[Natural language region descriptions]
==========
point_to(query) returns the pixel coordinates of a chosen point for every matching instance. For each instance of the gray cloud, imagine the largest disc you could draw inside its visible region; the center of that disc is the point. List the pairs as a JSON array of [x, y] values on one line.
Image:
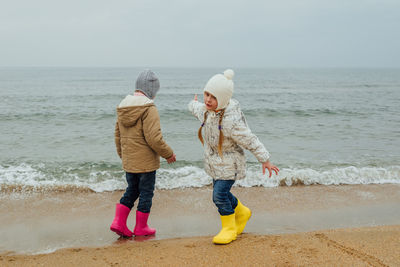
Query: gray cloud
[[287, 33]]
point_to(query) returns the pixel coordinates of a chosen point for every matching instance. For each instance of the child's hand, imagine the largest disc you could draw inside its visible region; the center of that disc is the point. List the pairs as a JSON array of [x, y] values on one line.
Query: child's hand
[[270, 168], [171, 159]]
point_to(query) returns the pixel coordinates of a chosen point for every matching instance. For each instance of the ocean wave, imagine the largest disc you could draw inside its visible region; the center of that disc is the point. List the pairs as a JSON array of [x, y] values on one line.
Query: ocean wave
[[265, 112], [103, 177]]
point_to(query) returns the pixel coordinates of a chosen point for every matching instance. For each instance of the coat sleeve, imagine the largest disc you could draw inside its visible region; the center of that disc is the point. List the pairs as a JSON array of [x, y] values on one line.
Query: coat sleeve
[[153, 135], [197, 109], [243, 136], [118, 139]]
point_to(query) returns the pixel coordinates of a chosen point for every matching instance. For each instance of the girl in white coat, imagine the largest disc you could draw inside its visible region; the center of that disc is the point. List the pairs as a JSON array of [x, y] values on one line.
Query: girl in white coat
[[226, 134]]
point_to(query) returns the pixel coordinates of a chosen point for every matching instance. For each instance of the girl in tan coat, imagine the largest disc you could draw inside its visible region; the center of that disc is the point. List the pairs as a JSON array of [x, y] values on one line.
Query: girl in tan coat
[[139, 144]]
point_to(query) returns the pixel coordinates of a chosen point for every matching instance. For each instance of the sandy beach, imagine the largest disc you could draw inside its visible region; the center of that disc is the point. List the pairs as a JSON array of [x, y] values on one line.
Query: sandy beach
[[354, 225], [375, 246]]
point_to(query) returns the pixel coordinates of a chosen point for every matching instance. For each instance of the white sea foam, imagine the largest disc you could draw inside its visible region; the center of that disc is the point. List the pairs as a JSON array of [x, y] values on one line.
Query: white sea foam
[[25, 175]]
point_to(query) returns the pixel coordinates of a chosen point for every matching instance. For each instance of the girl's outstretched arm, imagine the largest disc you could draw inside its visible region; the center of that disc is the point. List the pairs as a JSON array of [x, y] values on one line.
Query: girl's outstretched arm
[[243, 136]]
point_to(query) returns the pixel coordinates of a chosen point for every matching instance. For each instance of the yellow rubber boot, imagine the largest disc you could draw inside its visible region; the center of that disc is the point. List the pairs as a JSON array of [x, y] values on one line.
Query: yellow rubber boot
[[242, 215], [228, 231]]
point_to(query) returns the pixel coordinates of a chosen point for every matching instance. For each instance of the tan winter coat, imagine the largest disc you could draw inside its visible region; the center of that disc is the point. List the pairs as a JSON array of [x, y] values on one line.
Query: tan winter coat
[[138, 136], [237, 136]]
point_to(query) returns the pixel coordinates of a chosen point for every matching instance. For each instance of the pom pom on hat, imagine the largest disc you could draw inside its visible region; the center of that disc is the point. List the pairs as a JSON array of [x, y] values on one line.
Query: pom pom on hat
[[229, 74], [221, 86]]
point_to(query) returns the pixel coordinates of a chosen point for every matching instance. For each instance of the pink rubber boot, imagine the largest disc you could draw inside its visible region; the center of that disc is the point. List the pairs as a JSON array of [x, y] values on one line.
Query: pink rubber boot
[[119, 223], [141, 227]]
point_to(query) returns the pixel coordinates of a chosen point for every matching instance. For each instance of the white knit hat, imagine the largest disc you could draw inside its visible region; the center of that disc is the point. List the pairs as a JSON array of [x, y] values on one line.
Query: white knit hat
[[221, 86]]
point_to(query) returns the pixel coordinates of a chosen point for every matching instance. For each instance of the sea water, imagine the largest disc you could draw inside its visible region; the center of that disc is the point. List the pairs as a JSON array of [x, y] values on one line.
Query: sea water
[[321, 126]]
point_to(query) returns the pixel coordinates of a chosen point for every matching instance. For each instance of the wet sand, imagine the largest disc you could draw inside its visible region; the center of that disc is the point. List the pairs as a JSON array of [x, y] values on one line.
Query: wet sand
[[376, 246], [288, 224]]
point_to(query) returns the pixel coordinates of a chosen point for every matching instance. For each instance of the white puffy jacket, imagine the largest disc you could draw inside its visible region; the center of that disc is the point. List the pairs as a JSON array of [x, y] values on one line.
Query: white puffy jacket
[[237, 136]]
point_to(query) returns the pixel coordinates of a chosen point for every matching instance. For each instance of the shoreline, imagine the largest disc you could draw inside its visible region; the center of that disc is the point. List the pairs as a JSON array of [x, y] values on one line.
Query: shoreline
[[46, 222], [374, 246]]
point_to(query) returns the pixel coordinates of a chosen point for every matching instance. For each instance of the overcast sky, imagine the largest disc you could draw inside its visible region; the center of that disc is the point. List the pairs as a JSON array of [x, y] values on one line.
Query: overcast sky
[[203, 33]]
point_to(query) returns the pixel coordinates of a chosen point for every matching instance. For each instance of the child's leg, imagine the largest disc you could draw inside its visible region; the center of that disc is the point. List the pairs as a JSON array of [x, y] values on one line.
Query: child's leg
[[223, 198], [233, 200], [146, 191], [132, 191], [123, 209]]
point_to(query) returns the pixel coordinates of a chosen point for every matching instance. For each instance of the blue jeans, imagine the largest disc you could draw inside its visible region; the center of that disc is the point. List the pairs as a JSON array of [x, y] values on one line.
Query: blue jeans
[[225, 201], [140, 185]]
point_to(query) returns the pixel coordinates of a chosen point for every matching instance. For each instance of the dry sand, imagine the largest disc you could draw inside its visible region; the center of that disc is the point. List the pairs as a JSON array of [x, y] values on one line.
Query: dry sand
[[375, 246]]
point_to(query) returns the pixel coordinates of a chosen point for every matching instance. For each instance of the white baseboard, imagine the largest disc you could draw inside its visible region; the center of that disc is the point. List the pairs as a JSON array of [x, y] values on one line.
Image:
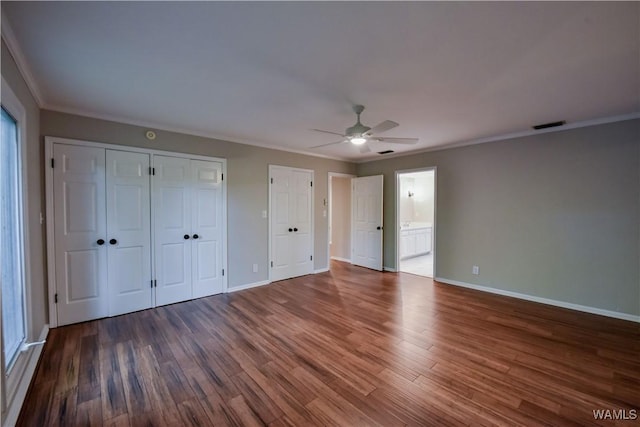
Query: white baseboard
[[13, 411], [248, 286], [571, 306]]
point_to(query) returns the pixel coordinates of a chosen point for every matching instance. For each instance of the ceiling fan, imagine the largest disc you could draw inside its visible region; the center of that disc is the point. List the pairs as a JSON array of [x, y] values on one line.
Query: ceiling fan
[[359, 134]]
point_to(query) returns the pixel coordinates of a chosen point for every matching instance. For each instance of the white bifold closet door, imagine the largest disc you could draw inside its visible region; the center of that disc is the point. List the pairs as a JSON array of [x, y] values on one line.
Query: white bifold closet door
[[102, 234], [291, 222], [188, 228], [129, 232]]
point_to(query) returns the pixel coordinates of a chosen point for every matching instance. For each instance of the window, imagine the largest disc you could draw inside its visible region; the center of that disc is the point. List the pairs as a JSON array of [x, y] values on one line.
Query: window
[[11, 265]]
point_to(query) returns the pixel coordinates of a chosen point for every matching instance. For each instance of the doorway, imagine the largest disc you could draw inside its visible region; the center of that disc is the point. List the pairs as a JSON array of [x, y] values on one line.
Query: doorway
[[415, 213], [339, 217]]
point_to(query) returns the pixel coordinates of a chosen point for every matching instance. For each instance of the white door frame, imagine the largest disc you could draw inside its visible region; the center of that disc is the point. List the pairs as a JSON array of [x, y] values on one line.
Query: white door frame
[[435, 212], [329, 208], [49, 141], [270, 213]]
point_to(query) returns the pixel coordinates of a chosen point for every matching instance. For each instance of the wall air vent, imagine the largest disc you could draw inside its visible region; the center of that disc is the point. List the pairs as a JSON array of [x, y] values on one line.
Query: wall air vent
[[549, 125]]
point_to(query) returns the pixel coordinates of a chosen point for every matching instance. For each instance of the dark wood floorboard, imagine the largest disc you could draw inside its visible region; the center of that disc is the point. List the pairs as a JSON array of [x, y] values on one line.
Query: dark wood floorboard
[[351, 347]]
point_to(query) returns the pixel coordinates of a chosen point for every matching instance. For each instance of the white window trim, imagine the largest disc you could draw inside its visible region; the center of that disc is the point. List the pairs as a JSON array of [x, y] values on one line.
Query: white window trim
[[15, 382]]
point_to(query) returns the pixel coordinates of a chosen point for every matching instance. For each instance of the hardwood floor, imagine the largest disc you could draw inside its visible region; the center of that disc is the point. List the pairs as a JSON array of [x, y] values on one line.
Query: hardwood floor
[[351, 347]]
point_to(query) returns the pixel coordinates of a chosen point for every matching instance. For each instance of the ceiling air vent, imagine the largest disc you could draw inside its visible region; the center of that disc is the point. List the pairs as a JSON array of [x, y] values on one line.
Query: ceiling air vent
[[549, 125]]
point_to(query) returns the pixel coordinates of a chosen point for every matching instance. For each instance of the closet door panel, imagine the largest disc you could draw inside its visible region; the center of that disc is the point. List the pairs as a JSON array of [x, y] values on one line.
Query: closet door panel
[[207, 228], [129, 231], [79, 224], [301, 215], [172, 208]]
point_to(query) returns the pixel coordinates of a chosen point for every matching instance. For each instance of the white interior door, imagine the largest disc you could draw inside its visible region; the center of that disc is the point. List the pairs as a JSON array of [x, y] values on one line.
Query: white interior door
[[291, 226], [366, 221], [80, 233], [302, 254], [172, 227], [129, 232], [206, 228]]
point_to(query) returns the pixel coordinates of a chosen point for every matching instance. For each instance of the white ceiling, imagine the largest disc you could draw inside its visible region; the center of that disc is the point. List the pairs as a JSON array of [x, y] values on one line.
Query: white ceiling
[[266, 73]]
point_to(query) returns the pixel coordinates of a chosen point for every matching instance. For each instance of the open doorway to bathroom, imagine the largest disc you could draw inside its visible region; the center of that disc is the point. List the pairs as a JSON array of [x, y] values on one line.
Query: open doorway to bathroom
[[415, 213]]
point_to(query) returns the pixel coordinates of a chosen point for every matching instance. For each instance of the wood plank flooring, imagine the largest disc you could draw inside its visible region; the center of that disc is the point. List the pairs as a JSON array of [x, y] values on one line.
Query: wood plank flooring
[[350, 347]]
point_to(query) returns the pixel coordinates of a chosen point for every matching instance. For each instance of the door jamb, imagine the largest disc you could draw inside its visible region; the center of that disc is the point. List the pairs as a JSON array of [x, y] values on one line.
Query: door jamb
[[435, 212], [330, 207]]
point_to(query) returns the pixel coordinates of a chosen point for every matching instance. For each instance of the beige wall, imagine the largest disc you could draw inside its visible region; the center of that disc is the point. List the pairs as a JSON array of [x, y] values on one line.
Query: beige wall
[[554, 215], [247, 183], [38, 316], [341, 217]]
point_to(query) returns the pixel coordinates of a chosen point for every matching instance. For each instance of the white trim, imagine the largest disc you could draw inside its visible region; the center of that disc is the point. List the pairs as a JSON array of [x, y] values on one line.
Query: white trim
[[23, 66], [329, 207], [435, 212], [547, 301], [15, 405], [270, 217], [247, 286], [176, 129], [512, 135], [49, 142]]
==========
• **Your task**
In the data above, find the line with "Query: sea water" and the line with "wet sand, imagine". Retype both, plus every line between them, exactly.

• **Written response**
Query: sea water
[[321, 126]]
point_to(query) returns the pixel coordinates of a chosen point for every matching instance. For each instance of the wet sand, imagine the largest disc you could draw inside its visible region; the center of that disc is the point. List the pairs as a JSON array of [x, y] values on one line.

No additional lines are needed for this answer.